**Extracted material**

------

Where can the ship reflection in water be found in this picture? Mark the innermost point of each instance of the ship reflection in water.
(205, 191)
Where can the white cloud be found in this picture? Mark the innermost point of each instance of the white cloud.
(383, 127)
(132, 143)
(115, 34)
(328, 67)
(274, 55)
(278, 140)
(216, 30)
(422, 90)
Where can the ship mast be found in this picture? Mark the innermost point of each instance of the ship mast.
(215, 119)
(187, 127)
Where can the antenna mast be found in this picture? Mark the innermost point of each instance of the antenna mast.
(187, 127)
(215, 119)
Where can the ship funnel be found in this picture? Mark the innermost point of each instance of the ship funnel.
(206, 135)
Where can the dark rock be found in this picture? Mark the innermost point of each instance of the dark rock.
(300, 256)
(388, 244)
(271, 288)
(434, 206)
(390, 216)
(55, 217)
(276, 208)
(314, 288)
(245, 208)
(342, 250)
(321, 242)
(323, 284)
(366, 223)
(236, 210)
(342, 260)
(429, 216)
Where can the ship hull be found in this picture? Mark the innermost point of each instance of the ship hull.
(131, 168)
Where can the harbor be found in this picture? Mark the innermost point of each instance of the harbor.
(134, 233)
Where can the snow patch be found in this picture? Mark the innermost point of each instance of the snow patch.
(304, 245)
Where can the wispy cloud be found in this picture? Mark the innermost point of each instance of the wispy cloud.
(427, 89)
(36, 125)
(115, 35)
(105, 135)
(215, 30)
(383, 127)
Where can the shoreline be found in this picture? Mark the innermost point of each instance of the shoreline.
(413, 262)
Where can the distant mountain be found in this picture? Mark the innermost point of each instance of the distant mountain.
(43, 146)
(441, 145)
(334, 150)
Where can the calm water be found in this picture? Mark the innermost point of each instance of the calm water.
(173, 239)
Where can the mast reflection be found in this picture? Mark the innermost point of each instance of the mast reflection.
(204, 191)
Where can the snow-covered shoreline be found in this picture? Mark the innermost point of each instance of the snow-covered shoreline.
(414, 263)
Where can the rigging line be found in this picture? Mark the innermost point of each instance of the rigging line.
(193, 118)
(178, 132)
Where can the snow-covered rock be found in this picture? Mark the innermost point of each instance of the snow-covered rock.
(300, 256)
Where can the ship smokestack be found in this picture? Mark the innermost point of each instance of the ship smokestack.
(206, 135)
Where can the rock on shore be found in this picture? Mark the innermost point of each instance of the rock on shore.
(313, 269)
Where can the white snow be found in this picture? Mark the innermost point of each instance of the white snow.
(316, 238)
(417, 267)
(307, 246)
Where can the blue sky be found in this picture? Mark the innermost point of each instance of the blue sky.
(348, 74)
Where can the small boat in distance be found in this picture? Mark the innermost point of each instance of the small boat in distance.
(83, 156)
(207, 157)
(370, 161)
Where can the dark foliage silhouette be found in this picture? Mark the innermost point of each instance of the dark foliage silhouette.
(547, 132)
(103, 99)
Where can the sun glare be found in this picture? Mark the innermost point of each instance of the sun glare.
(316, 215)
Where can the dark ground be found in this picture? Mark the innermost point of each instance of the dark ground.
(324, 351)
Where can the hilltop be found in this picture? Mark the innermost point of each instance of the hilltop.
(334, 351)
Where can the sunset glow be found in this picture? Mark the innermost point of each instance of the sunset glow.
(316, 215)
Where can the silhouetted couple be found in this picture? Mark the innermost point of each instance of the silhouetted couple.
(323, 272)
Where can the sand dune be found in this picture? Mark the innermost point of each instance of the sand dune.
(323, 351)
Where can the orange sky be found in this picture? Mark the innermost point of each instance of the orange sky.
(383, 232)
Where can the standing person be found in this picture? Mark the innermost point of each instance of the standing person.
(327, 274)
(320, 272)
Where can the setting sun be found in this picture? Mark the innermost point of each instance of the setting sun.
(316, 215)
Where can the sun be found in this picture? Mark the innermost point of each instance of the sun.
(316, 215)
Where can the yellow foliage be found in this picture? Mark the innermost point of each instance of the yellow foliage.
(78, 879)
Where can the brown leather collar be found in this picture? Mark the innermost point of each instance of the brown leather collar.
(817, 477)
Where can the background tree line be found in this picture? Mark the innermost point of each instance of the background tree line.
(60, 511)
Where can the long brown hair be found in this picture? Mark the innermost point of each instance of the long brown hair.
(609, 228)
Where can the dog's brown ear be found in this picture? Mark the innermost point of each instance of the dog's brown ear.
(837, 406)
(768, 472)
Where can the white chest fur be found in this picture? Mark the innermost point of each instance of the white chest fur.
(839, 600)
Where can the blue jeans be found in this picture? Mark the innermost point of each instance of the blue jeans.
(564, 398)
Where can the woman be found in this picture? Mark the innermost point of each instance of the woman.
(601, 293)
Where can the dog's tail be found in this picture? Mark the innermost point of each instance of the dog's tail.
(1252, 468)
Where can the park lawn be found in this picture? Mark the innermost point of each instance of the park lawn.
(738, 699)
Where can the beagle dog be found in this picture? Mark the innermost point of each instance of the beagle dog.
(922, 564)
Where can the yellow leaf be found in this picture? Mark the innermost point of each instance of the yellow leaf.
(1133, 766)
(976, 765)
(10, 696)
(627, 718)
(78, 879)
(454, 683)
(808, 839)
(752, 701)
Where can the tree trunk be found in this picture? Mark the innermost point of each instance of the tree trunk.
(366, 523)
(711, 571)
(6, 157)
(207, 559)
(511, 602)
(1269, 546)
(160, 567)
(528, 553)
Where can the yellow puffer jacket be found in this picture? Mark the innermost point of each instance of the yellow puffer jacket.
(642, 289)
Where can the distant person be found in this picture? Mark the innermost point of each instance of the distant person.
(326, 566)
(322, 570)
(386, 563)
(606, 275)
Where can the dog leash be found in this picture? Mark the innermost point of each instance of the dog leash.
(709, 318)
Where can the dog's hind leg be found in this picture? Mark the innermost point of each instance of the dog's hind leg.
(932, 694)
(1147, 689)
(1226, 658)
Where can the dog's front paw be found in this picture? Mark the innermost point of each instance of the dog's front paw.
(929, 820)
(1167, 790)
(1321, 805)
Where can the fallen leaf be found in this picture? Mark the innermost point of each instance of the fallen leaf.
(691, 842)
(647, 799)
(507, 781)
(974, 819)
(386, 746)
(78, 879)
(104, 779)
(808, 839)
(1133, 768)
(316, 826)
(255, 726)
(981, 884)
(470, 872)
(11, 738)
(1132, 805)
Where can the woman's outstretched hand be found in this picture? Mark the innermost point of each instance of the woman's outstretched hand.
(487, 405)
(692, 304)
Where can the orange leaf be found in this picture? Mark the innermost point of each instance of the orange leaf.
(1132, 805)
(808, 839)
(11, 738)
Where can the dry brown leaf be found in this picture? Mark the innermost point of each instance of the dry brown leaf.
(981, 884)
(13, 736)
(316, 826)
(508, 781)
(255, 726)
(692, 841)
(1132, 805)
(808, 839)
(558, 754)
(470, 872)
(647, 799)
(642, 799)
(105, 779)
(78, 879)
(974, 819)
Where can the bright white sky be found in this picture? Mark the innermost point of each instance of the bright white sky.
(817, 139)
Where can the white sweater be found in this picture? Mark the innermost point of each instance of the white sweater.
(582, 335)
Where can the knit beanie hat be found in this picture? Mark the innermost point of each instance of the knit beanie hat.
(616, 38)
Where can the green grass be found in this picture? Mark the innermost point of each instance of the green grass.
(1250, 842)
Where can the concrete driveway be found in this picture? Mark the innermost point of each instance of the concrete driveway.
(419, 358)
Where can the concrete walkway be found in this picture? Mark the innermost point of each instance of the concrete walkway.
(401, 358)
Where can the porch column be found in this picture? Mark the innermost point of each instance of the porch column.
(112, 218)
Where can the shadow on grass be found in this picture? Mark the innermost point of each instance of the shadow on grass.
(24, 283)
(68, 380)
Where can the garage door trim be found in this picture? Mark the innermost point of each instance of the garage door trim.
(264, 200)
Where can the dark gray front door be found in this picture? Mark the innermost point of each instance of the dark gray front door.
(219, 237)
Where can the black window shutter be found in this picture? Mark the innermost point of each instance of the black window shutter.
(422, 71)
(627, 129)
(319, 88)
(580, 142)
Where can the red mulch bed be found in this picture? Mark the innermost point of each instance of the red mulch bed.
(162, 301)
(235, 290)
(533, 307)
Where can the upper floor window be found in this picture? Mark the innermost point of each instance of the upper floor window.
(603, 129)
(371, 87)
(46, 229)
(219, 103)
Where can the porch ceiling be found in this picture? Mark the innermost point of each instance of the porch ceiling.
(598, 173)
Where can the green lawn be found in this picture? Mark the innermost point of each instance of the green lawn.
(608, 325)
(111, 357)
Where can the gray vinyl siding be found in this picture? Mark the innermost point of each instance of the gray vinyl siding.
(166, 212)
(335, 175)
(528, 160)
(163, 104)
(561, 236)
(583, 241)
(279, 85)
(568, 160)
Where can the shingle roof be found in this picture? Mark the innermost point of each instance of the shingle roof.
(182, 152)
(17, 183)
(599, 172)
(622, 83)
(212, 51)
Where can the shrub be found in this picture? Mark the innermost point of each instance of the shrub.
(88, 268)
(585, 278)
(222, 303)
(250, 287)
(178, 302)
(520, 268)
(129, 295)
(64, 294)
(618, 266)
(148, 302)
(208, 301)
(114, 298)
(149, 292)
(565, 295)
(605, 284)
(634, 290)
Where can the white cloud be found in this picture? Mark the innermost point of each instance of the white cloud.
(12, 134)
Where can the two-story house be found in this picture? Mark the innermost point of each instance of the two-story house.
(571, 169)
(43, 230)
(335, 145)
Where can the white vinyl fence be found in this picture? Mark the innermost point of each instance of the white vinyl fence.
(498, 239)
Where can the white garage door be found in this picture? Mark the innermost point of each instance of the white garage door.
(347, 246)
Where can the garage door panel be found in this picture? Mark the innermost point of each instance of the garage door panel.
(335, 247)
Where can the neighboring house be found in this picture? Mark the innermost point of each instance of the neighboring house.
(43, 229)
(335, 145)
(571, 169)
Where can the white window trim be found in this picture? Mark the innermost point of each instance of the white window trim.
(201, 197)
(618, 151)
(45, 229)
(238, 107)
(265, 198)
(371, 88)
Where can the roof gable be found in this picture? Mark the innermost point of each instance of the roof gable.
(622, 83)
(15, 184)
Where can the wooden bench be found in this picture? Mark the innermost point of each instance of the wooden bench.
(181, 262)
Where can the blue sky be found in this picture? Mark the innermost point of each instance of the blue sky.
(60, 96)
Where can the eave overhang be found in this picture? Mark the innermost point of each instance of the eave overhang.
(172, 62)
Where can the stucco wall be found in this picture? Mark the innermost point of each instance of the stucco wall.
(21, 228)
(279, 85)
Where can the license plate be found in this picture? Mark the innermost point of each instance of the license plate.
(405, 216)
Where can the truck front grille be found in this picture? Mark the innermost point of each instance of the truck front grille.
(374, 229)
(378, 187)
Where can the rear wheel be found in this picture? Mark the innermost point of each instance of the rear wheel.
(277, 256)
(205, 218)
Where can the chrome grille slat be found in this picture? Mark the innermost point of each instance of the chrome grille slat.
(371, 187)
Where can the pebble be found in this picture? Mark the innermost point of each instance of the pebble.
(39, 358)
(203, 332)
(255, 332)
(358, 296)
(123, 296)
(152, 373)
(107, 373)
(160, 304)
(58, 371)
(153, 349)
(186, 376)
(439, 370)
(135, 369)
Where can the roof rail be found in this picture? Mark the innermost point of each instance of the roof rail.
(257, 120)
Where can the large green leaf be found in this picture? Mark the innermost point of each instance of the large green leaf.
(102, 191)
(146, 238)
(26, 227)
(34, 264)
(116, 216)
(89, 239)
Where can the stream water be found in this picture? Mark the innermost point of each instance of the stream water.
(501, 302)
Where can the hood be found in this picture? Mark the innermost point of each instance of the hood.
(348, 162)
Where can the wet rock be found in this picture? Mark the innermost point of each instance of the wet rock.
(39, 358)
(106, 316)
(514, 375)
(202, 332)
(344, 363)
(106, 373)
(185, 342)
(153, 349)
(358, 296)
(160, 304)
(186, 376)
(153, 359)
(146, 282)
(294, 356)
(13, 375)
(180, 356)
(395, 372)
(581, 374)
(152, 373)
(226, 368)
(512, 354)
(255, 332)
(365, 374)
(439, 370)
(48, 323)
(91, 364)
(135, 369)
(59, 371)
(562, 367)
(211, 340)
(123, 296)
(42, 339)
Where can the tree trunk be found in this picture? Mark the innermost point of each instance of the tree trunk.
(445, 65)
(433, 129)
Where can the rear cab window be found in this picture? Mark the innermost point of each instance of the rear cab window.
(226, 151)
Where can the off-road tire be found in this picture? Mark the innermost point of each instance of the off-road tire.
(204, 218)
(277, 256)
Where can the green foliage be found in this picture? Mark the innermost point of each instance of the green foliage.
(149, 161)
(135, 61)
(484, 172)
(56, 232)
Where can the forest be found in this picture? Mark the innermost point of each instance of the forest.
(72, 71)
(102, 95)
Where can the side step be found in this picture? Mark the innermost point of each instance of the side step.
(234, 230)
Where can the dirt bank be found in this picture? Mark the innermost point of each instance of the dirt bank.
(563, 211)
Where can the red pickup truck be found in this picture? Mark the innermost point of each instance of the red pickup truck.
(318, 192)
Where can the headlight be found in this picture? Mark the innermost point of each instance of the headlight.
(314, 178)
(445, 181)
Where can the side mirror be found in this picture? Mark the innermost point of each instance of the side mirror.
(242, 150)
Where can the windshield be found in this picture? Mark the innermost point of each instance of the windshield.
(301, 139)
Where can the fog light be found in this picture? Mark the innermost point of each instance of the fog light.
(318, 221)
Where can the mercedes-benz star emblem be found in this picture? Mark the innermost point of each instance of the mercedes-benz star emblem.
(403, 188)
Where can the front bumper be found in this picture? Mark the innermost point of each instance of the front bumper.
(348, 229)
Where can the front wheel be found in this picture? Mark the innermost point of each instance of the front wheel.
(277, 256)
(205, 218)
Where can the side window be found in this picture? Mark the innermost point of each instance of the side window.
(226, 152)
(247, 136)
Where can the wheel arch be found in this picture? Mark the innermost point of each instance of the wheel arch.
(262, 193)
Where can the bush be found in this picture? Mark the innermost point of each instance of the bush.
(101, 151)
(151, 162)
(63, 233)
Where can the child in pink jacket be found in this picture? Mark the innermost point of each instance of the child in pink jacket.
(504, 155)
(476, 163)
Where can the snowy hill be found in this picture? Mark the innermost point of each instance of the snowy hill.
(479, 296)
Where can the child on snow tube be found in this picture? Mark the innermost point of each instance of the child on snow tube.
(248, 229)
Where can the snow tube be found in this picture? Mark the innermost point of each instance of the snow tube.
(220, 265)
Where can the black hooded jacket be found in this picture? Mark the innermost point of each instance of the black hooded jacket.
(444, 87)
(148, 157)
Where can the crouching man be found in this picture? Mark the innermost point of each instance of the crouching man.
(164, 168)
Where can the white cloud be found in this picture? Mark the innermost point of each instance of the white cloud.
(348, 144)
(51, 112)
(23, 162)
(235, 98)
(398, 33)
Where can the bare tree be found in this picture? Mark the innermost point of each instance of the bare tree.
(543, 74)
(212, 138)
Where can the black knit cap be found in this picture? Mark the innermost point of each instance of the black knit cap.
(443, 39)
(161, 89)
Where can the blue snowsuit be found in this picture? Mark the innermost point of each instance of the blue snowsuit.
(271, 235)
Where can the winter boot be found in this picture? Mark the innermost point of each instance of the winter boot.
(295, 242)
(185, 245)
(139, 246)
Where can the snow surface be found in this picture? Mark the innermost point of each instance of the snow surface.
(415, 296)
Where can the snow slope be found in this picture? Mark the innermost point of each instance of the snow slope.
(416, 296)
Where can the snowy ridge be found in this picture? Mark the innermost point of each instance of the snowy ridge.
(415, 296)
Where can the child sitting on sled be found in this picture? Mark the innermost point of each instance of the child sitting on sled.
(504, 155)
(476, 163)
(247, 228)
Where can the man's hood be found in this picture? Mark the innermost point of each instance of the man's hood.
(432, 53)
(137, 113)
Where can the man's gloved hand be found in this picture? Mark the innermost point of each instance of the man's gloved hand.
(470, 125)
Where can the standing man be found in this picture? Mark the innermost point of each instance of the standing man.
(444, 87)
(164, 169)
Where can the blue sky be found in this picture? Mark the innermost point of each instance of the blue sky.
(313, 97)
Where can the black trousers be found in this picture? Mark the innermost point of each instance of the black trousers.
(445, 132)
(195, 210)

------

**Objective**
Please write out, word for word, everything above from the line containing "Where can the man's hood" down to the end of the records.

**Task answer**
Where can the man's hood be found in this picture? Mark the innermost point of each instance of the man's hood.
(432, 53)
(137, 113)
Where can the man's gloved hand be found in this picture? Mark the innermost point of each instance of the man's gloved hand.
(470, 125)
Where can the standing man be found in this picture? Mark the innermost point of each instance of the standing man.
(444, 87)
(164, 169)
Where can the blue sky be found in this picture? Mark the innermost point of each instance of the blue sky.
(313, 97)
Where can the black trousers be found in this picture? Mark the innermost point of each instance of the black trousers.
(445, 132)
(195, 210)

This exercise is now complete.